→ **Problem requirements**
Please give the data below again in full, exactly as it stands.

→ **Provided entries**
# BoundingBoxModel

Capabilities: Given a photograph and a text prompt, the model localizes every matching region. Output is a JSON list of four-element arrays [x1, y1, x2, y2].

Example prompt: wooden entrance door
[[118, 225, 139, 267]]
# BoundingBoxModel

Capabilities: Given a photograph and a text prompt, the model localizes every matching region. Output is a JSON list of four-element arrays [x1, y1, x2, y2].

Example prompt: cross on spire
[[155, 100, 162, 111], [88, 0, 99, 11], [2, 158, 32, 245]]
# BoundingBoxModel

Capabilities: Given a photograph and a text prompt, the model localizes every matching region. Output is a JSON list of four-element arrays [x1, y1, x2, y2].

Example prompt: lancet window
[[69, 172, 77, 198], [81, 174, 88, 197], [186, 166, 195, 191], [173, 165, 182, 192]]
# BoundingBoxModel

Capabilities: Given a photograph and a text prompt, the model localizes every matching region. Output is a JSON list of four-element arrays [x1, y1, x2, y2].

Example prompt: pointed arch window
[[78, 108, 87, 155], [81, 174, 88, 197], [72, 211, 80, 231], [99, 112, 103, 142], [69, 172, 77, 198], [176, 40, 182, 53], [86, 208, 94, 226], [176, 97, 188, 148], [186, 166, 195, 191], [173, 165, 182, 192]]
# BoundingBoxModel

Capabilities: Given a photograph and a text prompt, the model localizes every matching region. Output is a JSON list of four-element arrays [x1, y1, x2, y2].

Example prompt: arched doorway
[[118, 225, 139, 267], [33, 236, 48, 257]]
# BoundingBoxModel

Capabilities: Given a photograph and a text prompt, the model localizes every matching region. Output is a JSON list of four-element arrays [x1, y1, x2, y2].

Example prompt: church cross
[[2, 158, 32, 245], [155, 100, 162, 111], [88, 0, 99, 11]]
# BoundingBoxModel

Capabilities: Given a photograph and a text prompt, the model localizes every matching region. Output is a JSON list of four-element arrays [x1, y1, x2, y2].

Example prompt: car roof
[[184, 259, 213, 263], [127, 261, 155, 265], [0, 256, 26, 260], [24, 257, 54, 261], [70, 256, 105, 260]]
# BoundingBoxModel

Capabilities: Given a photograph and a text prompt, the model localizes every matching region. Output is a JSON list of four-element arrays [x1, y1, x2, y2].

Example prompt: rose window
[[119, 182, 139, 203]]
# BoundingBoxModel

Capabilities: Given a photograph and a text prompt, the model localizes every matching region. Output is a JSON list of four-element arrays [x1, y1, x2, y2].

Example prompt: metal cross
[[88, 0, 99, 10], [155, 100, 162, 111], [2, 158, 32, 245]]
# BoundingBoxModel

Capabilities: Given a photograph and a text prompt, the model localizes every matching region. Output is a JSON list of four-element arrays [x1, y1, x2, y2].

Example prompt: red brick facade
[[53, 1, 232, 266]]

→ **Solution to the problem**
# BoundingBoxModel

Capabilities: Given a photograph and a text prompt, the model localizes every matching region. Output is a JSON list of four-element arrays [x1, y1, x2, y2].

Example prompt: wooden entrance door
[[118, 225, 139, 267]]
# BoundingBoxModel

Capabilities: Given a photograph and a text prompt, the model localizes every matching region. Output is a JSON list of four-element arrays [x1, y1, x2, y2].

Example prompt: cross on spire
[[155, 100, 162, 111], [88, 0, 99, 11], [2, 158, 32, 245]]
# BoundingBoxModel

Capabilities: Given a photograph and a text prompt, the model localizes every matching region. Output is a JSON list of four-element arrays [x1, y1, x2, y2].

Example prompt: lancet window
[[69, 172, 77, 198], [81, 174, 88, 197], [186, 166, 195, 191], [173, 165, 182, 192]]
# BoundingBoxModel

Capabilities: Given a photograph and a text prompt, the model localizes every matching region. Output is a JSON list of four-element arrays [x1, y1, x2, y2].

Example prompt: pointed arch window
[[78, 108, 87, 155], [81, 174, 88, 197], [72, 211, 80, 231], [99, 112, 103, 142], [69, 172, 77, 198], [176, 40, 182, 53], [86, 208, 94, 226], [176, 97, 188, 148], [186, 166, 195, 191], [173, 165, 182, 192]]
# BoundingBoxModel

Capabilities: Given a photograph and a text prompt, the model localizes every matching region. Output is a JSON list of four-element arrays [x1, y1, x2, y2].

Example prompt: arched doorway
[[118, 225, 139, 267], [33, 236, 48, 257]]
# BoundingBoxModel

Capabilities: Given a photograph and a text prompt, the model localizes every matching region. Output is a JSON list of four-element arrays [x1, y1, x2, y2].

Example prompt: church cross
[[2, 158, 32, 245], [155, 100, 162, 111], [88, 0, 99, 11]]
# BoundingBoxModel

Capabilities: Given a photograph and a text prompt, the model localizes every matching region. Output is a JSON list of four-element arrays [x1, y1, x2, y2].

Example prompt: car roof
[[184, 259, 213, 263], [127, 261, 155, 265], [0, 256, 26, 260], [24, 257, 54, 261], [70, 256, 105, 260]]
# BoundingBoxModel

Capabilities: Given a photograph and a text prompt, the model localizes every matching region. Output is a JSON list of four-element arrays [x1, y1, x2, y2].

Example prompt: rose window
[[119, 182, 139, 203]]
# BoundingBoxModel

Capabilities: Given a photograph and a text prompt, the model localizes every matching region. Output is a JSON list of four-element arrays [x1, y1, x2, y2].

Example prompt: metal cross
[[88, 0, 99, 10], [155, 100, 162, 111], [2, 158, 32, 245]]
# BoundingBoxModel

Capabilities: Given a photograph and a text prompt, the model localizes every matching region. Output is a JSON list of four-element arrays [x1, y1, x2, y2].

Example prompt: red brick facade
[[53, 1, 232, 266]]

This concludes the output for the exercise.